- _DIRECTIONS FOR THIS TASK_: Would you output all the entries below without altering a word?

- _Saved entries_:
════════
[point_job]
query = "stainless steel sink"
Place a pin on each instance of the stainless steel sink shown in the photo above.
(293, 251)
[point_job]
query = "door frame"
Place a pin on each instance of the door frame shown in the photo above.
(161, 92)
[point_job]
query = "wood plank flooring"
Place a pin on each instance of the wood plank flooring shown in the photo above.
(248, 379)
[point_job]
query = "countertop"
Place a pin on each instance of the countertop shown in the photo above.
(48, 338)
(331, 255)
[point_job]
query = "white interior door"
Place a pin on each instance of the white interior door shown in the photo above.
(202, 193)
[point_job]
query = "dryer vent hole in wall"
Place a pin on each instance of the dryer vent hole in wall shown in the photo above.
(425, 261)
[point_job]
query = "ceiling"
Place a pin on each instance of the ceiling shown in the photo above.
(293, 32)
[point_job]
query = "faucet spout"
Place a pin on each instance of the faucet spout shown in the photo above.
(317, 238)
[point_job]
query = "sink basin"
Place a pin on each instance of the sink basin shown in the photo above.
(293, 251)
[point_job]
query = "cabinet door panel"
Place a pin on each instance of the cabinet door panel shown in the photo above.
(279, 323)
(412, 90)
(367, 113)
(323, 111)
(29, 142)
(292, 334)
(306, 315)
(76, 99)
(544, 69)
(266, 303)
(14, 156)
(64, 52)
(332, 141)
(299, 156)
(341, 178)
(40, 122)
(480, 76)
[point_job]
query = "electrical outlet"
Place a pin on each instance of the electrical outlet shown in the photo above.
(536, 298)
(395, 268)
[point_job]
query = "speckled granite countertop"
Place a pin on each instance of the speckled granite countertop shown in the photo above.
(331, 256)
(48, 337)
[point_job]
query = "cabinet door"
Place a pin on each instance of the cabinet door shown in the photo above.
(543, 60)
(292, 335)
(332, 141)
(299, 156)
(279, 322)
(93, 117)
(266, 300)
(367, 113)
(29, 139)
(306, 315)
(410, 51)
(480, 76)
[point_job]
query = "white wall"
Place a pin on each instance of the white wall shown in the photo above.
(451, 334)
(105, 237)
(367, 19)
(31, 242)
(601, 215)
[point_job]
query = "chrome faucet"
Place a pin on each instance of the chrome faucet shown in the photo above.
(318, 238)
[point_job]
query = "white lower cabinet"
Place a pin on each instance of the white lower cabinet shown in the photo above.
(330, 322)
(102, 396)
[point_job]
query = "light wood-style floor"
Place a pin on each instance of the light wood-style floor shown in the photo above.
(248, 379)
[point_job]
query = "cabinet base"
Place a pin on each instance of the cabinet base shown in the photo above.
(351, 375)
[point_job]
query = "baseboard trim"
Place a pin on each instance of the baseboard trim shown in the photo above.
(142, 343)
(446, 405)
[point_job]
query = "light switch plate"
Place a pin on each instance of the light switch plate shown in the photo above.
════════
- _RESULT OF THE TASK_:
[point_job]
query = "stainless steel sink"
Place a pin on each instance of the stainless steel sink shown in the photo above.
(293, 251)
[point_job]
query = "door frame"
Place a pin on each instance of the door frame shown in the photo above.
(161, 92)
[point_job]
query = "wood plank flooring"
Place a pin on each instance of the wood plank flooring shown in the photo above.
(248, 379)
[point_job]
query = "countertop"
Place a pin on each instance of the countertop shown in the photo above.
(48, 338)
(331, 255)
[point_job]
query = "white interior door"
Place a pin on each instance of the white interior door shown in the photo above.
(202, 193)
[point_job]
query = "dryer vent hole in wall"
Place a pin on each instance of the dryer vent hole in wall shown in the photo above.
(425, 261)
[point_job]
query = "ceiling"
Place a pin on each instance of the ceiling shown in the photo above.
(293, 32)
[point_job]
query = "faucet spout"
Place a pin on each instance of the faucet spout shown in the photo above.
(317, 238)
[point_job]
query = "sink basin"
Place a pin on each instance of the sink basin shown in the photo above.
(293, 251)
[point_job]
query = "cabinet door panel"
Place a pin on each instance of the cabinet door panel shown in the photo above.
(279, 323)
(412, 90)
(367, 113)
(323, 111)
(29, 142)
(292, 334)
(306, 315)
(76, 99)
(544, 69)
(266, 303)
(14, 156)
(64, 52)
(332, 141)
(299, 156)
(341, 178)
(40, 122)
(480, 76)
[point_job]
query = "electrical outlet"
Place a pin on each instance of the electrical outlet shown in the photo above.
(536, 298)
(395, 268)
[point_job]
query = "speckled granite countertop"
Place a pin on each instance of the speckled granite countertop shown in the photo above.
(331, 256)
(48, 337)
[point_job]
query = "cabinet door"
Place a pin on each instance of the cabinet door shown in the photo above.
(543, 60)
(292, 335)
(332, 141)
(299, 156)
(279, 322)
(93, 117)
(266, 300)
(367, 113)
(29, 139)
(306, 315)
(410, 51)
(480, 76)
[point_job]
query = "white wall"
Place a pin on each instance of the white wall shown in the photo above.
(451, 334)
(105, 237)
(367, 19)
(31, 242)
(601, 215)
[point_job]
query = "chrome faucet"
Place a pin on each instance of the chrome faucet shown in the photo above.
(318, 238)
[point_job]
query = "white lower cabinet"
Place a pin on each instance of the white lower cabinet shown in the photo above.
(330, 322)
(102, 396)
[point_job]
query = "light wood-style floor"
Place a pin on each instance of the light wood-style floor shown in the photo above.
(248, 379)
[point_job]
query = "cabinet base"
Place a pin on each instance of the cabinet base shown in the photo above.
(351, 375)
[point_job]
query = "baseboard trim"
Place a pin on each instance of the baseboard trim shown in the photo above.
(142, 343)
(446, 405)
[point_job]
query = "light switch plate"
Place a pin on each instance of the light switch plate shown in the photo above.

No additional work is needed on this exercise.